++++ Information provided ++++

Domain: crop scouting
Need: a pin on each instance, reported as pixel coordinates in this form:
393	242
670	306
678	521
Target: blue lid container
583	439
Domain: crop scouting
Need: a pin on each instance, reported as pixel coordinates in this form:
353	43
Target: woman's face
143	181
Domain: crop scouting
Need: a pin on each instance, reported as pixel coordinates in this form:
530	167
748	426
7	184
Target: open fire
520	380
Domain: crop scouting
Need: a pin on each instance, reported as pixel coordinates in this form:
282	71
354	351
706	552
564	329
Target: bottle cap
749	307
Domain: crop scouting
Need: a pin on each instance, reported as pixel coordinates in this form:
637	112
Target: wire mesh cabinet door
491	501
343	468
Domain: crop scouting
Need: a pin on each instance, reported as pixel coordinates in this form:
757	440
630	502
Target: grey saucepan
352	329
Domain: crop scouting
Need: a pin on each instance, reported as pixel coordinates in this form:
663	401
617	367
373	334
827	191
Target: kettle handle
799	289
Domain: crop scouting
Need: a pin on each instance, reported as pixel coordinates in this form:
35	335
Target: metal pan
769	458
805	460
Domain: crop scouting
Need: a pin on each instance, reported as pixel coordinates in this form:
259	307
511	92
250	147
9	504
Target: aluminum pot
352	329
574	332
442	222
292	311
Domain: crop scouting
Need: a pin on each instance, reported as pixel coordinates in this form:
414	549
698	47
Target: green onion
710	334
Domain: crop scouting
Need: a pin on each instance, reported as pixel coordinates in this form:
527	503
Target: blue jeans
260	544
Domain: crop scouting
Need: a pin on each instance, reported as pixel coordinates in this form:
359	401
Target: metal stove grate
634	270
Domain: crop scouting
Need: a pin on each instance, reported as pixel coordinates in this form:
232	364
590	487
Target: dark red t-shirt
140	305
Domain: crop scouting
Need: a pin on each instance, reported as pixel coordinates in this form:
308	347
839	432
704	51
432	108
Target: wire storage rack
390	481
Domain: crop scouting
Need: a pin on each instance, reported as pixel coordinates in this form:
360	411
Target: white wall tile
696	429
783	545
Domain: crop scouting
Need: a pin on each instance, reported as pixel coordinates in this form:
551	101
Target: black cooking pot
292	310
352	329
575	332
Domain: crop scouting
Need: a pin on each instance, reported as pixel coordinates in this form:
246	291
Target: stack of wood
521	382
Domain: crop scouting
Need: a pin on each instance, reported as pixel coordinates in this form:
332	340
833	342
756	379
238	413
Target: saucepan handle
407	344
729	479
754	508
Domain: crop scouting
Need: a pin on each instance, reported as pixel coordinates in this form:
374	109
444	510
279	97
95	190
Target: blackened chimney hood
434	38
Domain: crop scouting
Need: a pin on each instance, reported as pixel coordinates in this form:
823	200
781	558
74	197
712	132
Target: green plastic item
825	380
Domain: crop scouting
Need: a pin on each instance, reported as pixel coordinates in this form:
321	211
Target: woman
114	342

++++

Task to carry out — Without any change, reproduce the data in full.

Exercise output —
Domain: crop scouting
Need: a pin on each instance, reported as pixel coordinates in this form:
393	242
670	306
678	521
Target: blue lid container
583	439
Domain: crop scouting
Need: a pin on each instance, reported as pixel coordinates in this form:
353	43
Target: woman's face
143	181
Domain: crop scouting
Need: a pin on each instance, reported as pixel coordinates in this form:
530	167
748	426
7	184
Target: open fire
520	380
Domain: crop scouting
Need: a pin on each instance, reported as pixel coordinates in this form:
282	71
354	351
706	552
564	329
Target: bottle cap
749	307
Domain: crop scouting
Need: a pin on each instance, reported as pixel coordinates in this form:
637	112
Target: wire mesh cabinet door
491	501
343	468
Domain: crop scouting
Need: a pin on each instance, reported as pixel coordinates in this form:
757	440
630	502
Target: grey saucepan
352	329
Domain: crop scouting
Need: a pin on each instance, reported as pixel coordinates in this form:
663	401
617	367
373	334
827	191
Target: kettle handle
799	289
Domain: crop scouting
Need: a pin on each instance, reported as pixel coordinates in this form:
35	335
Target: metal pan
769	458
805	460
Domain: crop scouting
Need: a pin on each instance, reported as pixel coordinates in this form:
259	307
511	92
250	147
9	504
Target: aluminum pot
352	329
574	332
442	222
292	311
Domain: crop scouting
Need: a pin on each instance, reported as pixel coordinates in this form:
414	549
698	47
Target: green onion
710	334
Domain: crop scouting
Need: a pin on each instance, reported as pixel coordinates in this form:
527	503
Target: blue jeans
260	544
Domain: crop scouting
Need: a pin on each instance, reported as pixel coordinates in this form:
359	401
Target: metal stove grate
634	270
Domain: crop scouting
Need: a pin on each instance, reported as pixel coordinates in this form:
232	364
590	487
Target: dark red t-shirt
140	305
Domain: crop scouting
Need: a pin on each instance, reported as pixel coordinates in this form:
308	347
839	432
704	51
432	108
Target: wire storage rack
390	481
Domain: crop scouting
Need: a pin on each instance, reported as pixel coordinates in this form:
360	411
Target: white wall tile
696	429
783	545
Domain: crop scouting
Need: a pin on each instance, reported as pixel coordinates in this form:
551	101
Target: black cooking pot
292	310
352	329
575	332
Domain: crop scouting
Need: a pin on each instance, reported as pixel coordinates in this form:
246	291
Target: stack of wood
521	382
Domain: crop scouting
Need: a pin on each instance, reported as pixel coordinates in this form:
332	340
833	342
756	379
238	413
Target: saucepan handle
407	344
729	479
754	508
Domain: crop scouting
Need: a pin on each instance, reported as pixel coordinates in this form:
374	109
444	510
279	97
95	190
Target: blackened chimney hood
434	38
Domain: crop scouting
Need: a pin on each instance, reported as pixel coordinates in this form:
823	200
781	558
74	197
712	132
Target: green plastic item
825	380
Domain: crop scouting
Need: a pin on each instance, reported as pixel coordinates in this form:
321	211
Target: woman
114	342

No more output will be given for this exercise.